_Given entries_:

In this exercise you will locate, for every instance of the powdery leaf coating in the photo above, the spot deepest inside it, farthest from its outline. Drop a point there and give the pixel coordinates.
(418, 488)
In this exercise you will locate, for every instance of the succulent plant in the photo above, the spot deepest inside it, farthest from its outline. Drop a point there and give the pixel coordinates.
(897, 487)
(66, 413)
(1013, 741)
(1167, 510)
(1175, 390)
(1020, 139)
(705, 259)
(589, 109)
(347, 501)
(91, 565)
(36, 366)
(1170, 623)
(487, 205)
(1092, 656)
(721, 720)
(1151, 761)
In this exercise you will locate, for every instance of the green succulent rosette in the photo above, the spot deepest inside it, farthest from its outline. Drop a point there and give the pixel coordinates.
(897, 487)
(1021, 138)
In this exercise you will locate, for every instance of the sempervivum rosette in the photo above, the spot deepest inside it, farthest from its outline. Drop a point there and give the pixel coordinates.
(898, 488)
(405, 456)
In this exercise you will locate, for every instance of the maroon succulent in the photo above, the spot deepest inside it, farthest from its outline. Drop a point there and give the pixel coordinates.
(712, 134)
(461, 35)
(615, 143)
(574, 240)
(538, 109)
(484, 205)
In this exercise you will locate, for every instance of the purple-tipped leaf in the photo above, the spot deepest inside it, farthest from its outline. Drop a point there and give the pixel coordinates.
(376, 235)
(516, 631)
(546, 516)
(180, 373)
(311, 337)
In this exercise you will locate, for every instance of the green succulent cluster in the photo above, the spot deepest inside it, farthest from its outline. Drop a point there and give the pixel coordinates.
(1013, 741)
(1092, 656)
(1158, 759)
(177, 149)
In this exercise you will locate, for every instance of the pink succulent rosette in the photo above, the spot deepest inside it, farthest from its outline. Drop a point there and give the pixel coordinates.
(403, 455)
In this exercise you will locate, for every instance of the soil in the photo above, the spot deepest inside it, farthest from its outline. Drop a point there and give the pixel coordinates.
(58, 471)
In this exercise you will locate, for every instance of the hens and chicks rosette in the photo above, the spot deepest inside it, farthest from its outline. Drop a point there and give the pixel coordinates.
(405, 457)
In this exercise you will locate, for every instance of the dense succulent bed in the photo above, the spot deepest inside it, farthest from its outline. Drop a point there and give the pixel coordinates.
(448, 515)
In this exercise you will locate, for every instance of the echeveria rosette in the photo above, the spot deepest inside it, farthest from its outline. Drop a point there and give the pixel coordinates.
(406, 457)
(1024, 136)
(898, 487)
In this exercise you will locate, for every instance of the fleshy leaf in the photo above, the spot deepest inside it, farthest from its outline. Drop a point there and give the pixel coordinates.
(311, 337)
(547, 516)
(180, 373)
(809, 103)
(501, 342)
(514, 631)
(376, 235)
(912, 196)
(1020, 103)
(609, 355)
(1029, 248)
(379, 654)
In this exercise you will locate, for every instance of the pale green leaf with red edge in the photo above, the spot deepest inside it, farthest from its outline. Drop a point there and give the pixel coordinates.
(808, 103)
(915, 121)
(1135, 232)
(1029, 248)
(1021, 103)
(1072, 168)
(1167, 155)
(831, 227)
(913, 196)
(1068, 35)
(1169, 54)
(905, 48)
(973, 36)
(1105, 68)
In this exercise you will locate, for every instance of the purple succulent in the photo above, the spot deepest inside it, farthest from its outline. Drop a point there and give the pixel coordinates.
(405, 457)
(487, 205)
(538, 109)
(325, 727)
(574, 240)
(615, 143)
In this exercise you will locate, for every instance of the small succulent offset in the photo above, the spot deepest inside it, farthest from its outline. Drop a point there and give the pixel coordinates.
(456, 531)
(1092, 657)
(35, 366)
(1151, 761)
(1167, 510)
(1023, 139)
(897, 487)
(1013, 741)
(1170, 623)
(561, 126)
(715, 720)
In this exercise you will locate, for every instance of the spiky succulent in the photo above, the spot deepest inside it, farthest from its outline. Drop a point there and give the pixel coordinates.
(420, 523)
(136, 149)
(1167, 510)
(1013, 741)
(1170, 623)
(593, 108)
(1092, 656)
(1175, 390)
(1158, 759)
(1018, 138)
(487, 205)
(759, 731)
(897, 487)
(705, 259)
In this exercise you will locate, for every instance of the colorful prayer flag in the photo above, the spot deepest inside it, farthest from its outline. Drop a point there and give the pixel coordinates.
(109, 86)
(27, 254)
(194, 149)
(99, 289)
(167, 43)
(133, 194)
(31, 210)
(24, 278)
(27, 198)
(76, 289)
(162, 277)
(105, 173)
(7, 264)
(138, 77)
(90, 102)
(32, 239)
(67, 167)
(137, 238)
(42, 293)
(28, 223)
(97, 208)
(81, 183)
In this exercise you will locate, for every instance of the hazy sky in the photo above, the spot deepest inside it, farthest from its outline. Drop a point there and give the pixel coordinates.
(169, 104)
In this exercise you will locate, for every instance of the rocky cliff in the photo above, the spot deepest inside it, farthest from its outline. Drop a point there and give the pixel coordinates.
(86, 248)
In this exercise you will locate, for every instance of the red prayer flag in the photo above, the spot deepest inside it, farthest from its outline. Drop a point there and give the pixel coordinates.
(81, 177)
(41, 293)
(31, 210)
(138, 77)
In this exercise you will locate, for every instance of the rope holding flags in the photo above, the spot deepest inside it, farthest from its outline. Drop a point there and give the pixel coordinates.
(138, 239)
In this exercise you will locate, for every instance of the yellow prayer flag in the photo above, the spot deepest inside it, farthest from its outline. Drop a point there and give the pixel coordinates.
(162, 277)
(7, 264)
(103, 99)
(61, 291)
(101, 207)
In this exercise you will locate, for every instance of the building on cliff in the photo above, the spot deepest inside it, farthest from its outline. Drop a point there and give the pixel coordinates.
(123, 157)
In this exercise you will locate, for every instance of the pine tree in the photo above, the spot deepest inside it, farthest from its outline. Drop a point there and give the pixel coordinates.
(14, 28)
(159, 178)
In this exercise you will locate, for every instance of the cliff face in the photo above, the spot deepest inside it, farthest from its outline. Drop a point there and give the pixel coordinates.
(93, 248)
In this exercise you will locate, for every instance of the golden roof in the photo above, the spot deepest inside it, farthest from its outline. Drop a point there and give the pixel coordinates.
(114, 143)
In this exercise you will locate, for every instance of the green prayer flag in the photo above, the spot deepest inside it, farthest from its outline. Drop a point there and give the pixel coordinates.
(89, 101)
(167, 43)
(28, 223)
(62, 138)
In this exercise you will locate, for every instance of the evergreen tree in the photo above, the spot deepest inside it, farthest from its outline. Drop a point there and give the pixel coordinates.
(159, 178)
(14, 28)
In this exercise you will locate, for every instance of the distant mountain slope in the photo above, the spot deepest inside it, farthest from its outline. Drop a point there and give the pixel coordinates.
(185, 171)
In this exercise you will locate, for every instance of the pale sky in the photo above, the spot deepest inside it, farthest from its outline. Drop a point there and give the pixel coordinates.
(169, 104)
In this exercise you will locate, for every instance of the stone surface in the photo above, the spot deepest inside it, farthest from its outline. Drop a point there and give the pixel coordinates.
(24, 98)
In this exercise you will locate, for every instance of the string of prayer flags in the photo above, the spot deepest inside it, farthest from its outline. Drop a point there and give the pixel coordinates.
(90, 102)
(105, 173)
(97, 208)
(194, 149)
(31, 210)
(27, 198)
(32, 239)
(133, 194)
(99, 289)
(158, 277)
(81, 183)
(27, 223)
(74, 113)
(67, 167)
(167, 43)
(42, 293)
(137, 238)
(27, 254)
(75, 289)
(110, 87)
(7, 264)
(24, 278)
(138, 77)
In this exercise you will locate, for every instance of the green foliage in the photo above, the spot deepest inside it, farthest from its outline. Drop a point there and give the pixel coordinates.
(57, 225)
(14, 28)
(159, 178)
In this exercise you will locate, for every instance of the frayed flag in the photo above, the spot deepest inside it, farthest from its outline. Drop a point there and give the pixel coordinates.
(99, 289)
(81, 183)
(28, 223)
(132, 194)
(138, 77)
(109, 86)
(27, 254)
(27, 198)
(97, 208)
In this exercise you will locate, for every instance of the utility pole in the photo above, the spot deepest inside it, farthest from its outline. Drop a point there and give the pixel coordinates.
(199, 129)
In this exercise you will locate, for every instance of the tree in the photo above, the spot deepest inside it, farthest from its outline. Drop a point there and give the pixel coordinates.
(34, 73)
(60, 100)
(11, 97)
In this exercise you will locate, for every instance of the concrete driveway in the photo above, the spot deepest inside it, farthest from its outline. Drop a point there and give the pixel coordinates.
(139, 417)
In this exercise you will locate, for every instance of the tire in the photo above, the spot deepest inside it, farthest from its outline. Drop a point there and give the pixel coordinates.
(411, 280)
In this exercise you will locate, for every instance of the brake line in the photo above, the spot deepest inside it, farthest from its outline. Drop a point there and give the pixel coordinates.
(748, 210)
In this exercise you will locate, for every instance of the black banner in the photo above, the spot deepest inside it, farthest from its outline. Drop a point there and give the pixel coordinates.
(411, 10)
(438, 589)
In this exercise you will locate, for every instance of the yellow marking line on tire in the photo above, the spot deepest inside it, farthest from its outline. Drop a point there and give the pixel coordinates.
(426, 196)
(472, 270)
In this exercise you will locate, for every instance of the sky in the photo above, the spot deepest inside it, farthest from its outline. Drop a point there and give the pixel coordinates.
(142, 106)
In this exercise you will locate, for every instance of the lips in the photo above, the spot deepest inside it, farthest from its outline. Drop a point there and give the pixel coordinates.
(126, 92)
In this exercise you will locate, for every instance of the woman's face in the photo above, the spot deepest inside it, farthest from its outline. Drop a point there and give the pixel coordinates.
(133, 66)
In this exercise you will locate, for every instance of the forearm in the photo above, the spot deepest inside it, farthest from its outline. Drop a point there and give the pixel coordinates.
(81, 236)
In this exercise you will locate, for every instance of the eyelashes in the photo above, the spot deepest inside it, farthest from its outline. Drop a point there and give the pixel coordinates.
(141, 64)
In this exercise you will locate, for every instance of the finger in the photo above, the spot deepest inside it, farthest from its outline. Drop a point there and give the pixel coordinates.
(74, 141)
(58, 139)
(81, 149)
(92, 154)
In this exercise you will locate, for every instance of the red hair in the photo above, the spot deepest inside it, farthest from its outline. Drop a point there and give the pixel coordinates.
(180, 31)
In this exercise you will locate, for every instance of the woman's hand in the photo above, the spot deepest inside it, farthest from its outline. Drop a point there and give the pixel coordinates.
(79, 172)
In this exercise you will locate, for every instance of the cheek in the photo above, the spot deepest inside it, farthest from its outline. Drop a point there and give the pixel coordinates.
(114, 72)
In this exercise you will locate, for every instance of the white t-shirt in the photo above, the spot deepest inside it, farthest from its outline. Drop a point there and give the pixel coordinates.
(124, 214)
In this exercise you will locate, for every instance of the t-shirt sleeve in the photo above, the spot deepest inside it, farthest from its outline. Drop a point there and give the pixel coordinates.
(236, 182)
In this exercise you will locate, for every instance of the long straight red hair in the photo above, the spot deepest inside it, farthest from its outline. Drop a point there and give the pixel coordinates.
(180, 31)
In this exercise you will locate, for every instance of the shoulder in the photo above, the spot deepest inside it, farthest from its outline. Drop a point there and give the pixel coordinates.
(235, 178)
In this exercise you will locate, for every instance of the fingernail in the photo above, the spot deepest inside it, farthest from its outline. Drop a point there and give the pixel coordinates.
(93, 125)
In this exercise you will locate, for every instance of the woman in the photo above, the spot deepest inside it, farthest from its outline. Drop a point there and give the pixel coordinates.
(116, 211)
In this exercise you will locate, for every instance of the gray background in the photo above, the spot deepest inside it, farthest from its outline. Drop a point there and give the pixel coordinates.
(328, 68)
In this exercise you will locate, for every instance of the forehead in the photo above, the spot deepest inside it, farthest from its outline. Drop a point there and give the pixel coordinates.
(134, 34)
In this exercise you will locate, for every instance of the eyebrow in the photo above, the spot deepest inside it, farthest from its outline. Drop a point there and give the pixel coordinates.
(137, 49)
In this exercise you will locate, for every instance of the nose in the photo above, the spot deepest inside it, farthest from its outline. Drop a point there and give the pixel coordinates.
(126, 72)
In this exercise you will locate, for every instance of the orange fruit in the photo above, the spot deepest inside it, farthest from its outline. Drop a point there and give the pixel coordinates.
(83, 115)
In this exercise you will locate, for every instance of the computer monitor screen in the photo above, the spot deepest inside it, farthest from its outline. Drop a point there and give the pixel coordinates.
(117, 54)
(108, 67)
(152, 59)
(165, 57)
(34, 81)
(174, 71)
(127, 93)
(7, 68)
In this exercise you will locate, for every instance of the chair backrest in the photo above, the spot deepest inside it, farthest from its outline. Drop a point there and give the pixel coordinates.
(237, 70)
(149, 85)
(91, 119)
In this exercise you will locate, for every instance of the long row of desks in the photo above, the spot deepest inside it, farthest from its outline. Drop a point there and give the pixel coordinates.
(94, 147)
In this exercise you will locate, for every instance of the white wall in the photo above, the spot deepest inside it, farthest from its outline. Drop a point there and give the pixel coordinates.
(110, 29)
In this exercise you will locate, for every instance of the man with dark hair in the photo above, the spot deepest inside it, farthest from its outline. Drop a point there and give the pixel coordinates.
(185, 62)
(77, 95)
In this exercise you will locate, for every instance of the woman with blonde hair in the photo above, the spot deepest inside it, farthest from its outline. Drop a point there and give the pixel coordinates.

_Objective_: Rewrite the items from the line with "the long row" through the end of the items, putting "brick wall" wherever "white wall" appears and keeping everything else unchanged.

_Final result_:
In this exercise you will locate, for every instance of the long row of desks in the photo above, the spot deepest inside it, farthest from its outline. Drop a point there and give the pixel coordinates.
(94, 147)
In this exercise you will locate, for every instance of the brick wall in the photo above, the spot deepest inside it, farthest from its outline. Drop a point there and give the pixel coordinates.
(110, 29)
In this exercise you will locate, for every instance of the man with dark hair in the photo above, the spot deepest inside it, farthest from its outline. Drop a point there and give the pixel coordinates.
(185, 62)
(77, 95)
In this exercise you will locate, for every instance of the woman with blonde hair in the photo above, the spot deepest inside it, farthest from its outline. Drop a point there and give the pixel coordinates.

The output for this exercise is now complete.